◆ Referring expression pointing data:
————————

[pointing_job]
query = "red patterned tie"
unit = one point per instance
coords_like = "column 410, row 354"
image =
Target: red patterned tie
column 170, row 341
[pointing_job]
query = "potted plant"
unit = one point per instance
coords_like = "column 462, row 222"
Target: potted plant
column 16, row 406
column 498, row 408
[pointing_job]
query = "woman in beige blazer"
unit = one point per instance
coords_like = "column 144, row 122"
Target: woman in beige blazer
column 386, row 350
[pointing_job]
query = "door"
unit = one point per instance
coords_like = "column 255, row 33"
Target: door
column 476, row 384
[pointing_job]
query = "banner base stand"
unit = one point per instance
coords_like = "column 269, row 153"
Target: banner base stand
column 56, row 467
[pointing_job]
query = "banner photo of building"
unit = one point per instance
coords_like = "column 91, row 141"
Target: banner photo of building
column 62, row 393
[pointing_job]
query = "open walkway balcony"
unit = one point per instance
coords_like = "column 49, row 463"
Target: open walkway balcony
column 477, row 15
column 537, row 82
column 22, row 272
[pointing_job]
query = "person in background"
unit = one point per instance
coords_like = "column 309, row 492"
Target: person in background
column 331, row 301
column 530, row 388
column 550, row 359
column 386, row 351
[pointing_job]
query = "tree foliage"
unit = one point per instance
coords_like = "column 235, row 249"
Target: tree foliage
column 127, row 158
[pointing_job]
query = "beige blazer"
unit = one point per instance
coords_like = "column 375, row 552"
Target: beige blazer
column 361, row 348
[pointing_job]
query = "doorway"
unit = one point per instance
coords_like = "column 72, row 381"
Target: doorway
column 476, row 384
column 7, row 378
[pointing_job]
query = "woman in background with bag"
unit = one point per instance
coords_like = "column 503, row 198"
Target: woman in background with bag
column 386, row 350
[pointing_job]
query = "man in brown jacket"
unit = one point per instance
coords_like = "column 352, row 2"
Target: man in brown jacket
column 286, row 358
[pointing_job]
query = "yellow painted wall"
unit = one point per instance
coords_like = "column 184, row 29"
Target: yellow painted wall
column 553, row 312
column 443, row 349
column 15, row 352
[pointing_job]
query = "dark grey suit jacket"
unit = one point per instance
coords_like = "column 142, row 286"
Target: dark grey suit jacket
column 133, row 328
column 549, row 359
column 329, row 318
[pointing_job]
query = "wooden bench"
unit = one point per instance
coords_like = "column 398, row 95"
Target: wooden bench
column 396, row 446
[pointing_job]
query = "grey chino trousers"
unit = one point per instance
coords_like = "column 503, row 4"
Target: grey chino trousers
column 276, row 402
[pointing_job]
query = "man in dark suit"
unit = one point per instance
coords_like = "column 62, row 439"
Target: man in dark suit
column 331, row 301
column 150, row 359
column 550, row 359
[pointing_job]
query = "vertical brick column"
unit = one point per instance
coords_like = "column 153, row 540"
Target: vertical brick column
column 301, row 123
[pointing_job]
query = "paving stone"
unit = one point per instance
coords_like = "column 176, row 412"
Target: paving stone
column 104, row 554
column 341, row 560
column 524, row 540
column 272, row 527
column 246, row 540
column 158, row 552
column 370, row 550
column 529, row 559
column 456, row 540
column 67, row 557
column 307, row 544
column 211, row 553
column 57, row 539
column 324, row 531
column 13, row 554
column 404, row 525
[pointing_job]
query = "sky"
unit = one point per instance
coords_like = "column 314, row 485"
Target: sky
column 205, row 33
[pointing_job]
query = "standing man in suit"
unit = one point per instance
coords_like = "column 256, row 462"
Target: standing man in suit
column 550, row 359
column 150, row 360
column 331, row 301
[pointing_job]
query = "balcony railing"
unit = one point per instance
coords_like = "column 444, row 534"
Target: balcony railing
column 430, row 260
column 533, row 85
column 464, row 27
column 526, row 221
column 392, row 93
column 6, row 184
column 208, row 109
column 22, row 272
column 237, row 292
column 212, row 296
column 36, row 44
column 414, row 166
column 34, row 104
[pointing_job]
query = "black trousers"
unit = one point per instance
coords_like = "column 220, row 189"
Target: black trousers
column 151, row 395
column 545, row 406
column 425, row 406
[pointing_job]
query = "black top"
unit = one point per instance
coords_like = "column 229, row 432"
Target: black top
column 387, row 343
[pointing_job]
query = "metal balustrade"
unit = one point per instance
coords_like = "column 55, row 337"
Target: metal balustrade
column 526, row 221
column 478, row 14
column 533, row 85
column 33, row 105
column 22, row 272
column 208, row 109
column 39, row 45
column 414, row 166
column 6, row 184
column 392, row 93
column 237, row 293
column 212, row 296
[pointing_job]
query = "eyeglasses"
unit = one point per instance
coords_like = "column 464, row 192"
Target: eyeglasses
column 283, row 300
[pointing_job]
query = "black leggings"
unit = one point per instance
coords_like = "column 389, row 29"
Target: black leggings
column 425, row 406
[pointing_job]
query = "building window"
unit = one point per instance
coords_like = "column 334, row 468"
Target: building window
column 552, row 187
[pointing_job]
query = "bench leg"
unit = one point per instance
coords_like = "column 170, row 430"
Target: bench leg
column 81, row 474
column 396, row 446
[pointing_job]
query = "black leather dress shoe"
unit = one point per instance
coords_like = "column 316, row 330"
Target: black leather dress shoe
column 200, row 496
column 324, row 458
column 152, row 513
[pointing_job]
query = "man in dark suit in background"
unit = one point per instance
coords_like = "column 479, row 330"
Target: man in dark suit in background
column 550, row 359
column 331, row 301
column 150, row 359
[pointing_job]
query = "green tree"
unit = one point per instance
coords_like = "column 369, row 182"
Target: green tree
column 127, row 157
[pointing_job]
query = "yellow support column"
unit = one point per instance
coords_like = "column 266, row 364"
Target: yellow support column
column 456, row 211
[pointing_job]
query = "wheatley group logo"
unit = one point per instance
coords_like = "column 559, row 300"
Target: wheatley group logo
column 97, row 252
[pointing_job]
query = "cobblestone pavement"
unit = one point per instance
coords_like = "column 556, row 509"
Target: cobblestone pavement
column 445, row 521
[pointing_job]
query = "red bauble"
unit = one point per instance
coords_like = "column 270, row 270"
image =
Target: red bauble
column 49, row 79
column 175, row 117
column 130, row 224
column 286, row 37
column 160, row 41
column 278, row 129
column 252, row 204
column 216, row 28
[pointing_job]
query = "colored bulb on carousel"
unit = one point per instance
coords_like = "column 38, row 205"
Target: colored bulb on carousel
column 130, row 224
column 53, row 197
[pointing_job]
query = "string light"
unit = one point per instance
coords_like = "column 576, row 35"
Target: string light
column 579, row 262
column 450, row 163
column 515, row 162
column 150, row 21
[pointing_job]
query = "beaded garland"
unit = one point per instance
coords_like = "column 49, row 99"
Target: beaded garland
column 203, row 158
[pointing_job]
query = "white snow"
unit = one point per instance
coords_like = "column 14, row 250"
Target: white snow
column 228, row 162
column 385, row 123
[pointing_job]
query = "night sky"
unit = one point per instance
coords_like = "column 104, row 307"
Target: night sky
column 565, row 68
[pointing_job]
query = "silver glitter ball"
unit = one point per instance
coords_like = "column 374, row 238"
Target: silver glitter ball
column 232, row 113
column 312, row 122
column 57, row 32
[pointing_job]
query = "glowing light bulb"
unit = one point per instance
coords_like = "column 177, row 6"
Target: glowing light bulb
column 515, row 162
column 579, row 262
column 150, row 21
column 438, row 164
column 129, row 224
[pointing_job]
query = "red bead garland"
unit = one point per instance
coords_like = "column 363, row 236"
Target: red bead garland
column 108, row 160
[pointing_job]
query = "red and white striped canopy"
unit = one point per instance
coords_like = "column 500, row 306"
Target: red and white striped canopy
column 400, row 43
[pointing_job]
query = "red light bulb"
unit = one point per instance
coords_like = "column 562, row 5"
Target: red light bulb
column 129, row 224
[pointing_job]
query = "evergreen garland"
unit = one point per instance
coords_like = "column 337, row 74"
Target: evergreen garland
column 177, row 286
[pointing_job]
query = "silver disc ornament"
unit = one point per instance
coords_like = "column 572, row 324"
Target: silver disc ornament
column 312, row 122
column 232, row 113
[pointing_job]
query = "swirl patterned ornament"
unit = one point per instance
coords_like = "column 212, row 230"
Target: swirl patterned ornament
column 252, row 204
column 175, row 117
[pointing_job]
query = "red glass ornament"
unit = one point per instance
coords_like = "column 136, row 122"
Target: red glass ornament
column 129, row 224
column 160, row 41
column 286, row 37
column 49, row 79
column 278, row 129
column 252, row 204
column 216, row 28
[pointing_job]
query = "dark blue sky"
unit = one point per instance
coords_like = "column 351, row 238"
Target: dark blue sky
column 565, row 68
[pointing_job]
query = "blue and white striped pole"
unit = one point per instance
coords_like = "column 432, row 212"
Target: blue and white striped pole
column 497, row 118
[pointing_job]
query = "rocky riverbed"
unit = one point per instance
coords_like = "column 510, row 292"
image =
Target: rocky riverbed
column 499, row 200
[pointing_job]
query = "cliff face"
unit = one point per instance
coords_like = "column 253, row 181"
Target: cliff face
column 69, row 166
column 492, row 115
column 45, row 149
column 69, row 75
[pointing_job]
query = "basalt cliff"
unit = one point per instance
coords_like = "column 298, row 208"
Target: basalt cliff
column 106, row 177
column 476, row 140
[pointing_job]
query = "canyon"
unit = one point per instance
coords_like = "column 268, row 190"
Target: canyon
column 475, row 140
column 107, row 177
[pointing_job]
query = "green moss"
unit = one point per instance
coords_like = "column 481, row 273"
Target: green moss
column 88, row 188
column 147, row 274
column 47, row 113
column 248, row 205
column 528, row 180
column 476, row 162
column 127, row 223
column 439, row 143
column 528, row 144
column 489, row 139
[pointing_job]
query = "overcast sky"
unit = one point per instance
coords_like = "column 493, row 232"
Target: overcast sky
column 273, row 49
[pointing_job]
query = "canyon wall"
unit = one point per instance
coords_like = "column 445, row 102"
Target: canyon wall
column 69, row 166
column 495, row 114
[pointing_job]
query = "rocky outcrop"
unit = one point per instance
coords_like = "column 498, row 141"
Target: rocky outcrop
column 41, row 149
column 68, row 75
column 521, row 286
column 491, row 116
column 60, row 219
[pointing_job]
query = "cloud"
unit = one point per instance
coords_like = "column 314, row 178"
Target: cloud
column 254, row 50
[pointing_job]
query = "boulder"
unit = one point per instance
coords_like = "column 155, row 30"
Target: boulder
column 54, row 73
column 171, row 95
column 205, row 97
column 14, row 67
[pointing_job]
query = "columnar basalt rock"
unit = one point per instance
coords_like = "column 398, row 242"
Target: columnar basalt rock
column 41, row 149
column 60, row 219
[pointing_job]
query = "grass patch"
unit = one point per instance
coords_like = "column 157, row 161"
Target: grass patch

————————

◆ EXERCISE: After reading each line of the data, give only the number of lines that include the word "grass".

◆ RESULT OF THIS EXERCISE: 2